Dataset Start Marker

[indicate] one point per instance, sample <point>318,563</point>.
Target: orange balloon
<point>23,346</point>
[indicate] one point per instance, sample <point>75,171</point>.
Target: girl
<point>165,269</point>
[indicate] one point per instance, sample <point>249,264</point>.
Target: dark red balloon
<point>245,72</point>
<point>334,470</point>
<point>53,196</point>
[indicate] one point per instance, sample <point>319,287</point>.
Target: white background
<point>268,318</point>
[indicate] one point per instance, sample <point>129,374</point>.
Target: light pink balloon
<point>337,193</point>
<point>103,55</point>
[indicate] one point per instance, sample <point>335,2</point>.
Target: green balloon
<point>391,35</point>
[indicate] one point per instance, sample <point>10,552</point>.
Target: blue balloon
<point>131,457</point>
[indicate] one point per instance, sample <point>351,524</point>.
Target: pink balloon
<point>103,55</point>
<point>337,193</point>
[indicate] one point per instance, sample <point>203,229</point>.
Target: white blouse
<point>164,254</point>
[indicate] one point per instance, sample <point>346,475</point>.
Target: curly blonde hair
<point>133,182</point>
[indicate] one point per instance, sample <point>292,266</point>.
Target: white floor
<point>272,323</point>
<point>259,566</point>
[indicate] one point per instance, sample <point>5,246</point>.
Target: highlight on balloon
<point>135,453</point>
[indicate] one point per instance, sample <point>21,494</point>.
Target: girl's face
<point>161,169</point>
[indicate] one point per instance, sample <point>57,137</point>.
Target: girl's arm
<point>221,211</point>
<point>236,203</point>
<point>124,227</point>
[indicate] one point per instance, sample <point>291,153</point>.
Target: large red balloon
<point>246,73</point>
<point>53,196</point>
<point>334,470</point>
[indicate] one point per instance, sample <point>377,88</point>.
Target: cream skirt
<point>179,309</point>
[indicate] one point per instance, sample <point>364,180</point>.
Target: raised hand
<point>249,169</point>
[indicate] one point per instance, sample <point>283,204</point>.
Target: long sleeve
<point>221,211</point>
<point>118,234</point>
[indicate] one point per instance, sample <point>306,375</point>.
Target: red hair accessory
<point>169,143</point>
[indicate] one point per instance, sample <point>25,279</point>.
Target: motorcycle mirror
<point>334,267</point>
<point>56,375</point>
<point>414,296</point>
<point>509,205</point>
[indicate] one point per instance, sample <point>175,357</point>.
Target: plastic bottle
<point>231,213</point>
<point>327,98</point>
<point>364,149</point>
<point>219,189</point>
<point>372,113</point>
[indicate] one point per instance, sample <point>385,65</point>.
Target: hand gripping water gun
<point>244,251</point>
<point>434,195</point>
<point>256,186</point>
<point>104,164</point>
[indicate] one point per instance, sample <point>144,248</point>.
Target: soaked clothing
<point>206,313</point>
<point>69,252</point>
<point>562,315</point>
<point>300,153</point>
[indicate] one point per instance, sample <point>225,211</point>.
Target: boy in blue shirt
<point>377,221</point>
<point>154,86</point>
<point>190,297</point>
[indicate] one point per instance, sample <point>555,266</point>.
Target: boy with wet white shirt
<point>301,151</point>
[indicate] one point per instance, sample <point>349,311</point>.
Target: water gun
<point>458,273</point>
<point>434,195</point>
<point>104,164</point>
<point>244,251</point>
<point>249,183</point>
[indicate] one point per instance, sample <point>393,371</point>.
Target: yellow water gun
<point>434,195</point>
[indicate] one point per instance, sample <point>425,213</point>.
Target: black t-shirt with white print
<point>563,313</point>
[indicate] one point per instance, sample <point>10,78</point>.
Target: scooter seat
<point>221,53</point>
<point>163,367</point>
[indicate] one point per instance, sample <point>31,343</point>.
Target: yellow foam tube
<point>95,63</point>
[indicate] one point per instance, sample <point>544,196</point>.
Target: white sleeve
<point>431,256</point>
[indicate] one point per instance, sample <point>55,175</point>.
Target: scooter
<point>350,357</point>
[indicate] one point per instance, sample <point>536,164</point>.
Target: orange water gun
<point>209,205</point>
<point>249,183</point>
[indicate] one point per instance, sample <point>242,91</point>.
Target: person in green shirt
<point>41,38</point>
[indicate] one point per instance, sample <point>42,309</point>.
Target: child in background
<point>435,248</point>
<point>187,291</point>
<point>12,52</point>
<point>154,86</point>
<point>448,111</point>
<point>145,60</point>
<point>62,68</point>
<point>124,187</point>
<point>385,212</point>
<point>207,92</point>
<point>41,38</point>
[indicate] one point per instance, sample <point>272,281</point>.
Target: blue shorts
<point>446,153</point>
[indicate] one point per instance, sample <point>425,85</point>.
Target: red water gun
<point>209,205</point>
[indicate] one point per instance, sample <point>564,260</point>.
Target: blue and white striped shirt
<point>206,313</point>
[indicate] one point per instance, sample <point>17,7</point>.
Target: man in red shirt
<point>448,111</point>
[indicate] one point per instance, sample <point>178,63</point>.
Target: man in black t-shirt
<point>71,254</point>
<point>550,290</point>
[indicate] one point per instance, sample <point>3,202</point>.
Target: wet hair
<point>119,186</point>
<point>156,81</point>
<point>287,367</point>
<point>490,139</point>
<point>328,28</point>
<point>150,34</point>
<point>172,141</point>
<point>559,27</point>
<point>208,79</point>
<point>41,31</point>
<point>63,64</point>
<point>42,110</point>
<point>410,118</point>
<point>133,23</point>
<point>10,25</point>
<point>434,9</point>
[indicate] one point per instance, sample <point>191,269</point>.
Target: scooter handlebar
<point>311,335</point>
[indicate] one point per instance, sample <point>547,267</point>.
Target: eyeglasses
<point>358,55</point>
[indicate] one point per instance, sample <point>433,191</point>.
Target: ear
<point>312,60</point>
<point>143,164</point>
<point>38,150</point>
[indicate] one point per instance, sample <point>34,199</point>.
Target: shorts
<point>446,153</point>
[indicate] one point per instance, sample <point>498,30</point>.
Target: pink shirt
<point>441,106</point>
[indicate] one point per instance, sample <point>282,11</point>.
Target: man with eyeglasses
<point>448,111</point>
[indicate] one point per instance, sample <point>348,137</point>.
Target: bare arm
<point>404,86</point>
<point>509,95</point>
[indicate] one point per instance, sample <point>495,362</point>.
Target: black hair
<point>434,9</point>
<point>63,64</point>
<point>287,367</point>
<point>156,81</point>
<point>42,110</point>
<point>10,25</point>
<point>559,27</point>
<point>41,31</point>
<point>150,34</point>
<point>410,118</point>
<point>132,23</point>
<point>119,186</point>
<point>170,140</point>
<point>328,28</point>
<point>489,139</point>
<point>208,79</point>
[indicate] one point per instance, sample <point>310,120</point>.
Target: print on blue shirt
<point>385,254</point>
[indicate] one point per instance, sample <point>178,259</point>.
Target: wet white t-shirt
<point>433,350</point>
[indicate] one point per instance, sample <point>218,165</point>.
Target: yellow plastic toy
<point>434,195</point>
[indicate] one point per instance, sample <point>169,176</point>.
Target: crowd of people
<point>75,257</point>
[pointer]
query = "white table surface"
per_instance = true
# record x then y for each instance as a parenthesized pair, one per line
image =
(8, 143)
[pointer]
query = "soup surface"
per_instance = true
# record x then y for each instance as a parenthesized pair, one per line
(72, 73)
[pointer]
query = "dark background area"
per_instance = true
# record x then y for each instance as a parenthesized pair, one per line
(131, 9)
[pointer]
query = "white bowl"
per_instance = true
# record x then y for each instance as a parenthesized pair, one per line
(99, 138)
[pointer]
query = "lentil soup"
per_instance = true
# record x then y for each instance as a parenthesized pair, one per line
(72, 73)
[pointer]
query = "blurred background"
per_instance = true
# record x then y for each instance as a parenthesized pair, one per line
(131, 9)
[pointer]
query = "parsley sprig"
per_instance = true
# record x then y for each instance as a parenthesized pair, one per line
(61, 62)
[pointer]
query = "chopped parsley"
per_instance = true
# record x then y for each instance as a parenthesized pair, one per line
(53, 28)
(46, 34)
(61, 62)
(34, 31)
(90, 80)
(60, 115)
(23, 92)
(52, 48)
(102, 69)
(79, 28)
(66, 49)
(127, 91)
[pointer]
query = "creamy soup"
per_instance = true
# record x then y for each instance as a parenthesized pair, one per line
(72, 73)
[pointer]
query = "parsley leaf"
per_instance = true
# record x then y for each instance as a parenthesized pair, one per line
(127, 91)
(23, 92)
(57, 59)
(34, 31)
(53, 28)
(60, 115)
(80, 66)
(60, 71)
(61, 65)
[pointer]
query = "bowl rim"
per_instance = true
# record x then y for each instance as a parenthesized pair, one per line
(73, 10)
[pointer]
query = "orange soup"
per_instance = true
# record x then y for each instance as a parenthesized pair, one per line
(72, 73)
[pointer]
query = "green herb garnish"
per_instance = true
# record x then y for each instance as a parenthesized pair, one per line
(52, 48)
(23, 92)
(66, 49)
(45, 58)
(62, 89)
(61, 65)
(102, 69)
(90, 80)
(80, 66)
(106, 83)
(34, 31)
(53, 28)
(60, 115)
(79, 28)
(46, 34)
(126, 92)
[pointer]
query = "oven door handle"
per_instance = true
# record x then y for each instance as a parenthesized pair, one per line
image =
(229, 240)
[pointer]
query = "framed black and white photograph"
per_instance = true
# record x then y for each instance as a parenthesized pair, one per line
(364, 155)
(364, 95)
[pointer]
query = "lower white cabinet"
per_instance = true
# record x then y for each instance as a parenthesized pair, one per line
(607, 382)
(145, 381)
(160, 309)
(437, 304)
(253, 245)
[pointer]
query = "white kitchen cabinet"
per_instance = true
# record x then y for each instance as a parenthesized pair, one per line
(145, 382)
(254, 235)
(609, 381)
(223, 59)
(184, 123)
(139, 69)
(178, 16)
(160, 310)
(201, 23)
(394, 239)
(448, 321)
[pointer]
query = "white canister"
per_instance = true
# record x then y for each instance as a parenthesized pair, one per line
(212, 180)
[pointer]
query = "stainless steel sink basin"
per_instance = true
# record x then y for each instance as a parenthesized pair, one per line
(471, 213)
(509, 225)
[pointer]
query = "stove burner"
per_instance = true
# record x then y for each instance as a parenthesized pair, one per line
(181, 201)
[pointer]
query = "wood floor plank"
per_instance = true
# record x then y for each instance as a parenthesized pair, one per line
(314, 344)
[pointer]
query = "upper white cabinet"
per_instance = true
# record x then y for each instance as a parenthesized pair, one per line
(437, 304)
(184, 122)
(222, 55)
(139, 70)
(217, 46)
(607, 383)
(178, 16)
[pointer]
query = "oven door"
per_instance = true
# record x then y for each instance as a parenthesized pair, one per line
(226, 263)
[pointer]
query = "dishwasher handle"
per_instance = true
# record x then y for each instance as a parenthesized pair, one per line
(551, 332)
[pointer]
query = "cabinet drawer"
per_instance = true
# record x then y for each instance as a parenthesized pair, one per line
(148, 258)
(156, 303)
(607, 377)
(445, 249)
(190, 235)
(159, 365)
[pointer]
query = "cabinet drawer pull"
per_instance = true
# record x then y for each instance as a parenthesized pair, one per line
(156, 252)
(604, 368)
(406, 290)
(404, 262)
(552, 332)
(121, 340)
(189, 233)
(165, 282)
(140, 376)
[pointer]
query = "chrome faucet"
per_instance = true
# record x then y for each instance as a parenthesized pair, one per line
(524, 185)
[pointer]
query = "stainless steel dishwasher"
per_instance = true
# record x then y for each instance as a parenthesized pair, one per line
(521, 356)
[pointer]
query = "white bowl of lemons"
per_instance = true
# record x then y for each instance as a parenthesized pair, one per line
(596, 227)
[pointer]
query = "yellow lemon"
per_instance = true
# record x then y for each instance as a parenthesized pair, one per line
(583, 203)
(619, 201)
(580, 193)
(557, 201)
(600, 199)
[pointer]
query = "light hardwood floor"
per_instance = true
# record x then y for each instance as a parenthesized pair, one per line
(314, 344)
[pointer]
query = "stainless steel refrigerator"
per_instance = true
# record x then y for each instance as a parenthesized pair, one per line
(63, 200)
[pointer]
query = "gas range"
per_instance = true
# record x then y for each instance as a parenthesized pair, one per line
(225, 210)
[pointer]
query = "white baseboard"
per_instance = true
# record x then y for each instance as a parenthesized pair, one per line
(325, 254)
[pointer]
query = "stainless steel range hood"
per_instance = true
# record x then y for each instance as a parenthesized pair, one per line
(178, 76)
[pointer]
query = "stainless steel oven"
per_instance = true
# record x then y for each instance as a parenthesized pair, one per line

Dataset End Marker

Retype the first line of the entries and every line after it, please, through the line that contains "instance, sample <point>129,374</point>.". Add nothing.

[indicate] one point per instance, sample <point>318,563</point>.
Target: orange balloon
<point>23,346</point>
[indicate] one point per instance, sample <point>75,171</point>.
Target: girl
<point>165,269</point>
[indicate] one point per instance, sample <point>249,264</point>.
Target: dark red balloon
<point>245,72</point>
<point>334,470</point>
<point>53,196</point>
[indicate] one point per instance, sample <point>319,287</point>.
Target: white background
<point>268,318</point>
[indicate] one point per instance, sample <point>129,374</point>.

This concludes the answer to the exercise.